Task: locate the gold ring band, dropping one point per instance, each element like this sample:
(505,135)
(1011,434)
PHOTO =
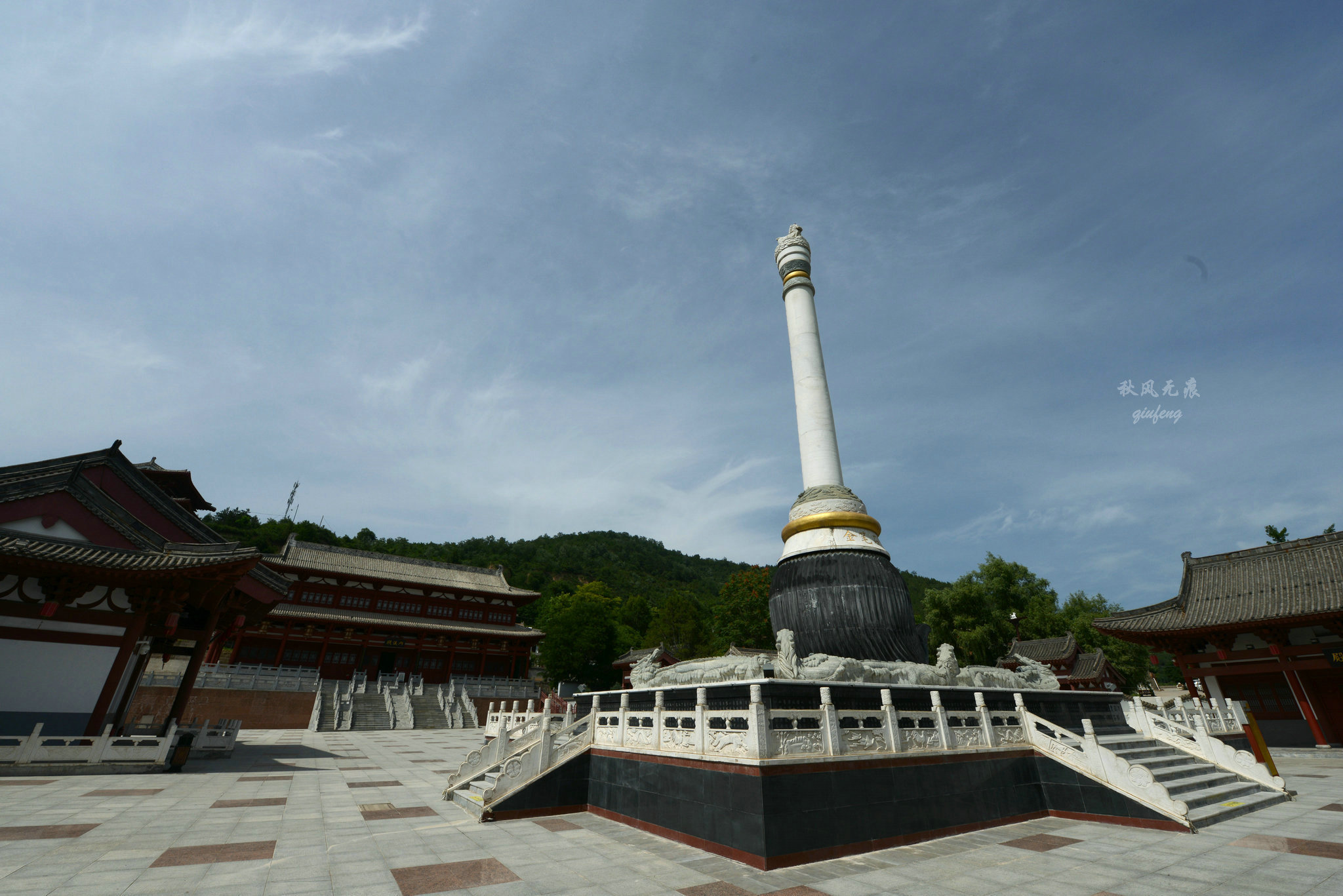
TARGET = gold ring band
(837,519)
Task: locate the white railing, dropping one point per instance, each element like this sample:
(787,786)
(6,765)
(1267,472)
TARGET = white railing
(1089,758)
(496,687)
(1225,718)
(105,749)
(1197,741)
(239,677)
(523,754)
(757,732)
(313,720)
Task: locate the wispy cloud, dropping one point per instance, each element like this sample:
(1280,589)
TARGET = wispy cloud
(294,46)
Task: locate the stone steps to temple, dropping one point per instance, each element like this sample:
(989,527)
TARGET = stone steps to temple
(1211,793)
(371,714)
(428,714)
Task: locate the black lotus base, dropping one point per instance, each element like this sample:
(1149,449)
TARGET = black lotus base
(847,604)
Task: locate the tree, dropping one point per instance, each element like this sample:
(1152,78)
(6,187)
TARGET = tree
(974,614)
(580,638)
(679,623)
(635,614)
(1131,660)
(742,615)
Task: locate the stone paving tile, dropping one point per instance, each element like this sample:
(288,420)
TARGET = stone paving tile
(325,847)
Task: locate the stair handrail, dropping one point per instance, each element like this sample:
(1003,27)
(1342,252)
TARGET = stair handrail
(1087,756)
(525,762)
(317,712)
(1197,742)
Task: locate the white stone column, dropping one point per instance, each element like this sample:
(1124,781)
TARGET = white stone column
(828,515)
(812,393)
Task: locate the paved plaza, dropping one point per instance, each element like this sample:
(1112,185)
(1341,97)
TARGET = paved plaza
(297,811)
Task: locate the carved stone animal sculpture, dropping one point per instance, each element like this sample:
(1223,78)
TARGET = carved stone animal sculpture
(702,672)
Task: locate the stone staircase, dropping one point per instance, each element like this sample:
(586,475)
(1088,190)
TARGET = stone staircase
(327,719)
(1211,793)
(428,714)
(371,714)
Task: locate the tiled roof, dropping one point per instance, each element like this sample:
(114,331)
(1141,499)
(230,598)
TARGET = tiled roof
(356,617)
(68,475)
(1268,583)
(1088,667)
(172,556)
(388,567)
(634,655)
(1045,649)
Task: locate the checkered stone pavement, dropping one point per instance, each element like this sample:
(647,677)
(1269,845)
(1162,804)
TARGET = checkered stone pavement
(308,813)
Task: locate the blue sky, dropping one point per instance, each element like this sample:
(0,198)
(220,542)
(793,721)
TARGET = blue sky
(507,269)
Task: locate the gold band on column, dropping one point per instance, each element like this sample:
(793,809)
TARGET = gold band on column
(834,520)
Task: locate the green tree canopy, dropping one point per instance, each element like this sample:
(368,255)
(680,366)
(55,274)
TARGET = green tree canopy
(742,615)
(680,623)
(580,637)
(974,614)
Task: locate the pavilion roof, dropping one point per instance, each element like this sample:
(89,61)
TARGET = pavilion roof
(359,617)
(176,484)
(170,558)
(1045,649)
(70,475)
(390,567)
(1267,585)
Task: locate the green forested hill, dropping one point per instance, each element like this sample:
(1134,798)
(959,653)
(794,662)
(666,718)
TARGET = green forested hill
(629,564)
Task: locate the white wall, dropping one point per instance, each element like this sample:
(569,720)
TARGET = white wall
(51,677)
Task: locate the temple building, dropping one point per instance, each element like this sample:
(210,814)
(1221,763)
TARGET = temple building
(1076,671)
(1264,627)
(102,564)
(350,612)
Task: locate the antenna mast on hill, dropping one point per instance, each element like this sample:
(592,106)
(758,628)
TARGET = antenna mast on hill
(291,503)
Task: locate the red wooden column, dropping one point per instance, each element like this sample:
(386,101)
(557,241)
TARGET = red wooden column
(134,628)
(188,679)
(321,655)
(1303,701)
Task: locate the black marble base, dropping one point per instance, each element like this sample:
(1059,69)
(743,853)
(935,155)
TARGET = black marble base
(847,604)
(788,815)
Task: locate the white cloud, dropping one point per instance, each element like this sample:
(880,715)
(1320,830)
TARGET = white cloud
(297,47)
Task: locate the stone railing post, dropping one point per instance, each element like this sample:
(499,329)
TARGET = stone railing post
(658,709)
(758,739)
(830,723)
(986,720)
(30,746)
(702,705)
(943,728)
(891,722)
(100,746)
(625,712)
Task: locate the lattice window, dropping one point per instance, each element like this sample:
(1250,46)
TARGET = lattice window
(300,656)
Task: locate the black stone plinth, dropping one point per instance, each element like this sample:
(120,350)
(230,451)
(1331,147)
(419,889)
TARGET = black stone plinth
(847,604)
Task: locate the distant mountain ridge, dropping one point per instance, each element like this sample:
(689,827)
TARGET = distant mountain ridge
(629,564)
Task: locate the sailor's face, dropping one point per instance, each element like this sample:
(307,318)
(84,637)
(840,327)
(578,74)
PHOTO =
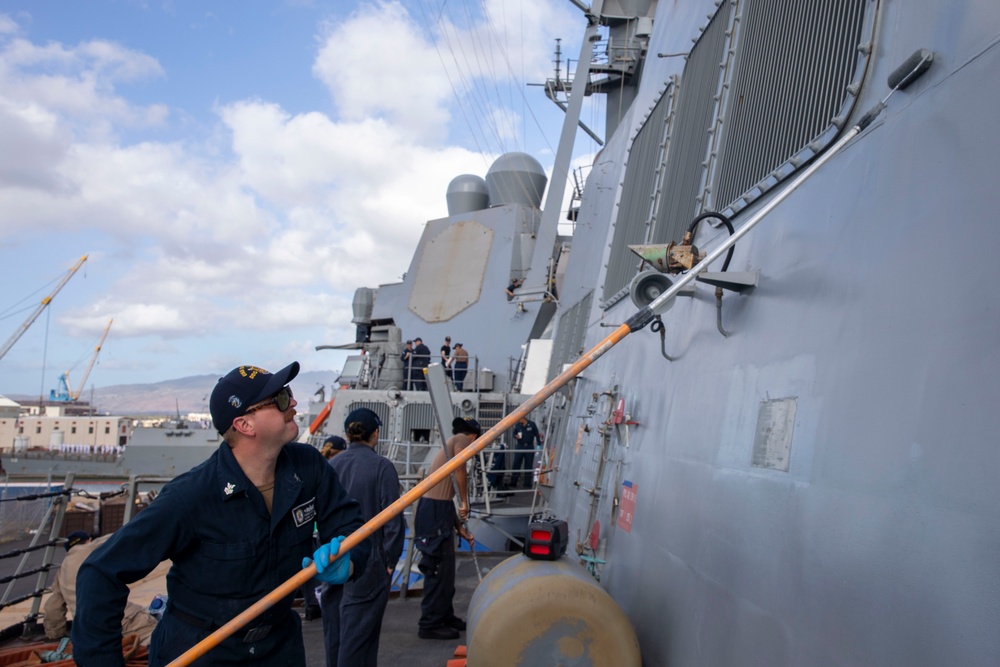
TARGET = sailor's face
(278,424)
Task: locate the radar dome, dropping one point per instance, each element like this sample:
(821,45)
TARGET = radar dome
(516,178)
(467,193)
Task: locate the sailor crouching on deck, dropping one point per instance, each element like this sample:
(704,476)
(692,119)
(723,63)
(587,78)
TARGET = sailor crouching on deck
(235,527)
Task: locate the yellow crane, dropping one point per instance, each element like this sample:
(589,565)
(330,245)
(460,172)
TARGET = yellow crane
(66,392)
(38,311)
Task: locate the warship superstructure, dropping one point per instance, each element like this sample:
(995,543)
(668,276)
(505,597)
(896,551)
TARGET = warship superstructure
(796,463)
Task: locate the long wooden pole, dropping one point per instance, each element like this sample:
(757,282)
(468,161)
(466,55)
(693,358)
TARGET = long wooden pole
(640,319)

● Task to complete:
All of the lines above should be retyped precisely, apart from the pictures.

● Solution to this problem:
Task: locate the gold ring band, dropping one point per instance, each element like this sample:
(505,135)
(1011,434)
PHOTO =
TARGET = gold ring band
(837,519)
Task: locate the white railing, dropping one point per instance, each element like this sample:
(787,786)
(6,765)
(1267,472)
TARGET = white railing
(1089,758)
(496,687)
(1225,718)
(105,749)
(1197,741)
(239,677)
(523,754)
(757,732)
(313,720)
Task: locate the wispy cloud, dropping one point per instance, each element like this sample:
(1280,589)
TARGET = wispy cloud
(294,46)
Task: locate the stone steps to temple, dropping one point per instance, each element like this sample:
(989,527)
TARGET = stone steps to temple
(1211,793)
(371,714)
(428,714)
Task: locate the black lotus base, dropping one point per instance, each element like this sample:
(1149,449)
TARGET = black lotus base
(847,604)
Task: locate the tree, dropping one point per instance, each element like this sample:
(1152,78)
(6,187)
TARGET = tree
(974,614)
(580,638)
(679,623)
(635,614)
(1131,660)
(742,615)
Task: locate the stone paving tile, dropping one point per instance, each element like this sample:
(288,420)
TARGET = stone paving tile
(325,847)
Task: locate the stair handrail, dropping one point per instance, each element like this sample:
(1003,27)
(1342,252)
TARGET = stair handrail
(1087,756)
(525,762)
(317,712)
(1197,742)
Task: locate the white stone column, dropping one point per instance, each element like this sample:
(1124,781)
TARGET = white stone column
(828,515)
(812,393)
Task: locate the paved plaza, dropping one point per instance, each element like this sample:
(1112,185)
(1341,97)
TARGET = paved plaza
(297,811)
Task: locate the carved stone animal sculpture, dropping one point per instance, each element like this sample:
(1223,78)
TARGET = carved stone animal sculpture
(702,672)
Task: locate the stone staircase, dropping one point per instance, each element like this sample:
(586,475)
(1088,190)
TARGET = stone staircase
(327,719)
(1211,793)
(428,714)
(371,714)
Task: locate the tiled roof, dropping one point per instance, each element like this sample:
(114,331)
(1141,499)
(230,598)
TARGET = tiled roof
(356,617)
(68,475)
(1268,583)
(1088,667)
(172,556)
(388,567)
(634,655)
(1045,649)
Task: locate the checkered stone pavement, dropping one point per instance, each element like this sample:
(647,677)
(1269,845)
(1162,804)
TARGET = checkered stone pavement
(308,813)
Task: locate the blue sky, dropping one point per instance, each element like this sample:
(0,198)
(220,542)
(793,721)
TARGET = blue sky
(507,269)
Task: locate the gold band on column, dropping one point per instance, each element like this sample:
(793,809)
TARGET = gold band on column
(834,520)
Task: locate the green tree canopy, dropping one point per instance, each element like this sample:
(368,255)
(680,366)
(55,274)
TARGET = green tree canopy
(742,615)
(680,623)
(580,637)
(974,614)
Task: locate the pavilion roof, dropping one point per instance, each element like this sample:
(89,61)
TARGET = pavilion roof
(359,617)
(176,484)
(170,558)
(1045,649)
(70,475)
(390,567)
(1267,585)
Task: locate the green forested hill, dropping one point per instance, each element like this sample:
(1134,798)
(959,653)
(794,662)
(666,718)
TARGET = green forested hill
(629,564)
Task: locate the white wall, dropping one point per instance, each element like this sample:
(569,720)
TARGET = white wall
(51,677)
Task: locate the temple building, dropping one point per instance, each element like this sample:
(210,814)
(1221,763)
TARGET = temple building
(1076,671)
(1264,627)
(102,564)
(350,612)
Task: locate the antenna mast on hill, dropping one point per instance, each element like this sample:
(592,106)
(758,628)
TARGET = antenna mast on hill
(291,503)
Task: locate the red wooden column, dropping one point per instance, each element like this sample:
(386,101)
(557,241)
TARGET = red wooden column
(134,628)
(188,679)
(321,655)
(1303,701)
Task: locate the black marble base, dropping one point per instance, each element like this sample:
(1059,69)
(743,853)
(935,155)
TARGET = black marble base
(847,604)
(788,815)
Task: locate the white cloud, dropping one point per instance, each element like this sample:
(880,715)
(1320,830)
TARGET = white cloud
(297,47)
Task: locate the stone railing post, dropping one point per instance, each element like this sample:
(499,329)
TARGET = stone railing post
(658,709)
(758,739)
(830,723)
(986,720)
(30,746)
(702,705)
(943,728)
(891,722)
(100,746)
(625,712)
Task: locate the lattice window, dropping one point per instance, each element like this sample:
(1250,46)
TARGET = lattice window
(300,656)
Task: locate the black stone plinth, dropping one point per instance, each element like this sample:
(120,350)
(230,451)
(1331,147)
(419,889)
TARGET = black stone plinth
(847,604)
Task: locate the distant mountain ridge, dropping one point per instance, each element like this sample:
(689,827)
TARGET = distant mountain ridge
(629,564)
Task: locate the sailor's face, dropping one point per instance, each element like this sample:
(307,318)
(84,637)
(840,327)
(578,74)
PHOTO =
TARGET = sailor's face
(278,424)
Task: locate the radar dome, dropping one point per instance, each element like this sample:
(821,45)
TARGET = radar dome
(516,178)
(467,193)
Task: locate the sailor crouching on deck, dropping one point per instance, each element like this sample:
(704,476)
(692,119)
(723,63)
(587,78)
TARGET = sailor crouching on deck
(235,527)
Task: locate the yellow crane, dropping one point per instance, each element like this sample:
(589,565)
(330,245)
(460,172)
TARGET = yellow crane
(66,392)
(38,311)
Task: locate the warship superstructure, dropping one point per instance, each element like this sample:
(995,543)
(668,276)
(505,597)
(896,551)
TARGET = warship superstructure
(796,463)
Task: locate the long wooden pole, dropping one point per instance, each element like this sample:
(757,282)
(468,161)
(466,55)
(693,358)
TARGET = long wooden pole
(640,319)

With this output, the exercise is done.